# DATASET
__________

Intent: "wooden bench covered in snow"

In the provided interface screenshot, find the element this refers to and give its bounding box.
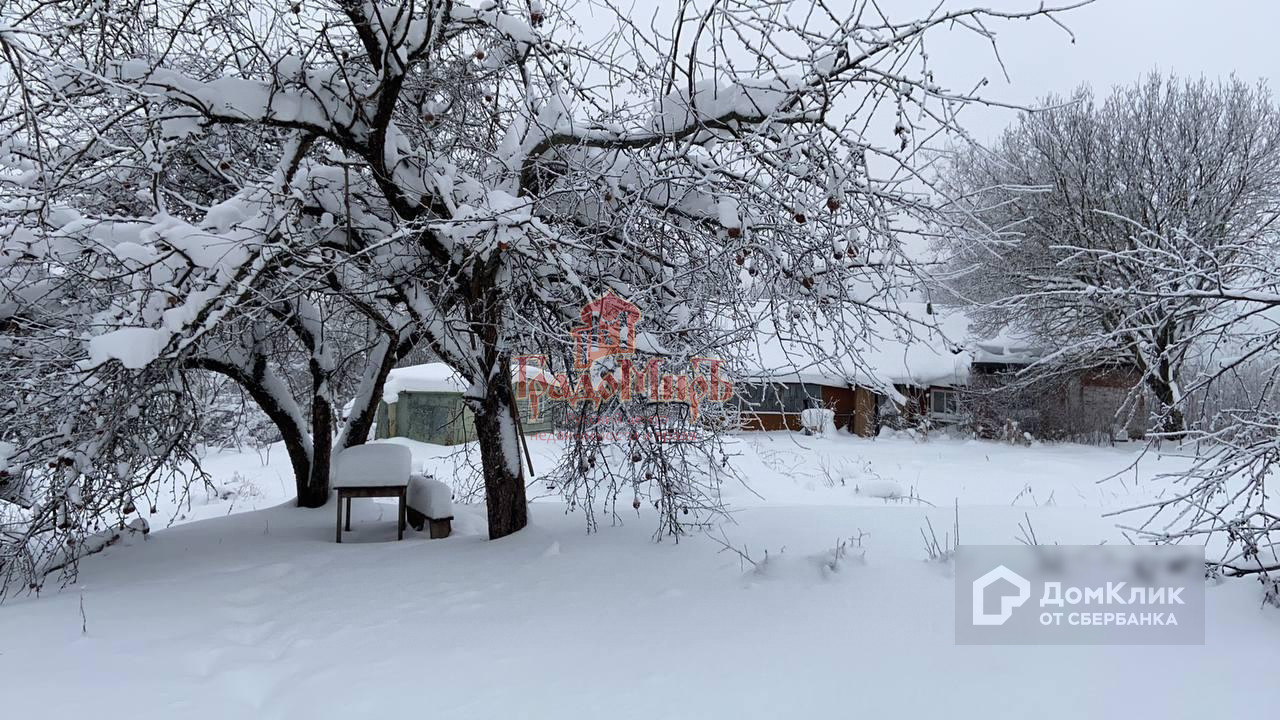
[333,442,413,542]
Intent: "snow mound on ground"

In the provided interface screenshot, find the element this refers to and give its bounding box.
[854,480,906,500]
[408,475,453,520]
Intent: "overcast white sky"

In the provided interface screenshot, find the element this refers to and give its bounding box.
[931,0,1280,141]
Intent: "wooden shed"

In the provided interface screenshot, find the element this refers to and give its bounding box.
[375,363,550,445]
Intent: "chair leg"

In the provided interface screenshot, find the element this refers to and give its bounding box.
[396,492,406,541]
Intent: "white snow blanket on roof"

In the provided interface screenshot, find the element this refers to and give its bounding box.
[333,442,413,488]
[383,363,554,405]
[741,302,973,392]
[383,363,471,405]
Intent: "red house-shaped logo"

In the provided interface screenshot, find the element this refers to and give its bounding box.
[570,292,640,370]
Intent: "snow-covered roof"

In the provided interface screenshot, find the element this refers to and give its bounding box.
[383,363,553,405]
[739,301,1041,392]
[740,302,972,389]
[383,363,471,405]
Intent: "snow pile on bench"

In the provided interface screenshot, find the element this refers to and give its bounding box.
[800,407,836,436]
[333,442,413,488]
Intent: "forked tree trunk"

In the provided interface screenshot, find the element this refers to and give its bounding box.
[471,364,529,539]
[298,397,333,507]
[298,357,333,507]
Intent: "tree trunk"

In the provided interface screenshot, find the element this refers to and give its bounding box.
[298,375,333,507]
[471,363,529,539]
[1147,375,1187,439]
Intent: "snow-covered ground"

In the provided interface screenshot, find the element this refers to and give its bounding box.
[0,433,1280,719]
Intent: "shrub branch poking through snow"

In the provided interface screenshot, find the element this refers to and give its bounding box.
[920,500,960,562]
[707,528,870,580]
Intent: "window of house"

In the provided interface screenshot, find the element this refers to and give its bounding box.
[733,383,822,413]
[929,388,960,419]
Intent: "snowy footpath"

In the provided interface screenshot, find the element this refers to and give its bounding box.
[0,433,1280,720]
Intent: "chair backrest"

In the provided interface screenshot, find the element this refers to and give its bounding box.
[333,442,413,488]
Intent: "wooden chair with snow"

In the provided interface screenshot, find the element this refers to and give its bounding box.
[333,442,413,542]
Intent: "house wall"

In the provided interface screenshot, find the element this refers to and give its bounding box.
[964,368,1148,442]
[742,413,801,432]
[822,386,858,430]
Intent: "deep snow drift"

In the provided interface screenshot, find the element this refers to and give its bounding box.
[0,433,1280,719]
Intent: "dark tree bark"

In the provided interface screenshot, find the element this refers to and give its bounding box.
[472,364,529,539]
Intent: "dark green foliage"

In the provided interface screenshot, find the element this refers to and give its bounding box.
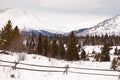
[111,58,117,70]
[26,32,36,54]
[94,53,100,61]
[43,37,50,57]
[36,34,43,55]
[114,47,118,55]
[58,40,65,59]
[65,32,79,61]
[51,40,58,58]
[81,49,86,60]
[100,44,111,61]
[0,20,19,50]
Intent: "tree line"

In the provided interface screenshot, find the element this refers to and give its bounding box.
[0,20,120,61]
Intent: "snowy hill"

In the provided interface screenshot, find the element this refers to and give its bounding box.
[0,9,62,34]
[77,15,120,36]
[0,46,120,80]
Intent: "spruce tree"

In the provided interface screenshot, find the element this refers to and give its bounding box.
[43,37,50,57]
[81,49,86,60]
[36,33,43,55]
[114,47,118,55]
[65,31,79,61]
[58,40,65,59]
[100,43,110,61]
[0,20,13,49]
[51,40,58,58]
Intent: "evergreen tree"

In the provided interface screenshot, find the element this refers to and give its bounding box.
[51,40,58,58]
[111,58,117,70]
[36,33,43,55]
[0,20,13,49]
[26,32,36,54]
[65,31,79,61]
[58,40,65,59]
[100,43,110,61]
[81,49,86,60]
[43,37,50,57]
[114,47,118,55]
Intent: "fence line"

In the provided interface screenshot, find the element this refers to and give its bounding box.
[0,60,119,72]
[0,65,119,77]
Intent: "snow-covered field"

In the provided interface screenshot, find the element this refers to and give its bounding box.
[0,46,119,80]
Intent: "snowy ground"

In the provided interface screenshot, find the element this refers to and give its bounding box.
[0,46,119,80]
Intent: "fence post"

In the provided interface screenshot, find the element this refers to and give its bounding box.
[63,65,69,75]
[11,60,20,78]
[118,74,120,80]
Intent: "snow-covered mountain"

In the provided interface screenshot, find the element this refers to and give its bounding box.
[76,15,120,36]
[0,9,63,34]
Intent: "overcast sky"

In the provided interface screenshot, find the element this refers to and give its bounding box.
[0,0,120,28]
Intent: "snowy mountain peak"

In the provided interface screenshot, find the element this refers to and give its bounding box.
[0,9,65,33]
[77,15,120,36]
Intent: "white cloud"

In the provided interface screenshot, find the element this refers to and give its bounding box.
[40,0,101,10]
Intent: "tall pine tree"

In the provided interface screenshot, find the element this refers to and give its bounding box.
[0,20,13,49]
[36,33,43,55]
[65,31,79,61]
[43,37,50,57]
[58,40,65,59]
[51,40,58,58]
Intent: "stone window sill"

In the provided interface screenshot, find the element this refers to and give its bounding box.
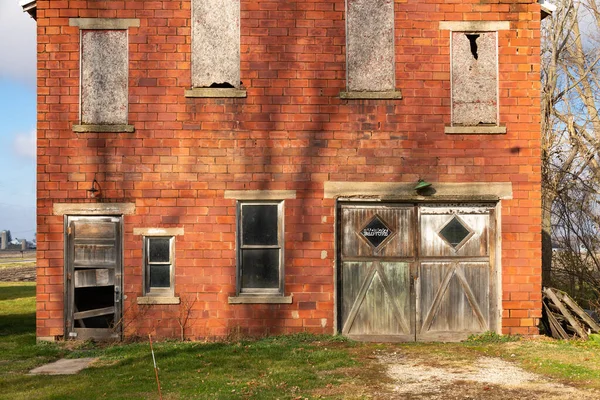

__________

# THE REQUEST
Pick out every line in the items above that contains the word "wooden" and copy each one.

# TASK OUTPUT
Intent: "wooden bench covered in snow"
Intent: "wooden shed"
Intent: "wooden chair with snow"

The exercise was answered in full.